■ **The problem**
Every record that follows should be written out word for word; the pictures stay out.

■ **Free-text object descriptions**

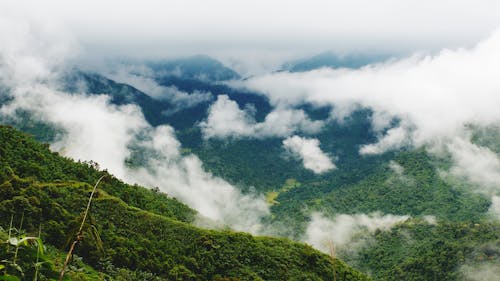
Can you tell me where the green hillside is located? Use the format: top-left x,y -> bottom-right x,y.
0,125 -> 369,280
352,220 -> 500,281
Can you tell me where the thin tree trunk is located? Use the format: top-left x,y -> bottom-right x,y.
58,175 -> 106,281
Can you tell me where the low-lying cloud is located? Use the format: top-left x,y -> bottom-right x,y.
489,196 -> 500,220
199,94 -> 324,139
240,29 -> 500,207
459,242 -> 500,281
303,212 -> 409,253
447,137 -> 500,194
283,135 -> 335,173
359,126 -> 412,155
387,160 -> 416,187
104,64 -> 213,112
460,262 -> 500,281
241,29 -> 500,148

■ **Output for this task**
Can you tell me where the green hillside is located? Use the format: top-left x,y -> bottom-right x,y.
0,125 -> 369,280
352,220 -> 500,281
Can you tell me where the thin tree trunk is located? Use the format: top-left x,y -> bottom-right x,y.
58,175 -> 106,281
Can you tell me where the low-lying cloud is located? Use the format: top-left x,y -> bottom-right x,y.
489,196 -> 500,220
199,94 -> 324,139
240,29 -> 500,207
459,242 -> 500,281
303,212 -> 409,253
447,137 -> 500,194
283,135 -> 335,173
359,126 -> 412,155
387,160 -> 416,187
104,64 -> 213,112
460,262 -> 500,281
241,29 -> 500,148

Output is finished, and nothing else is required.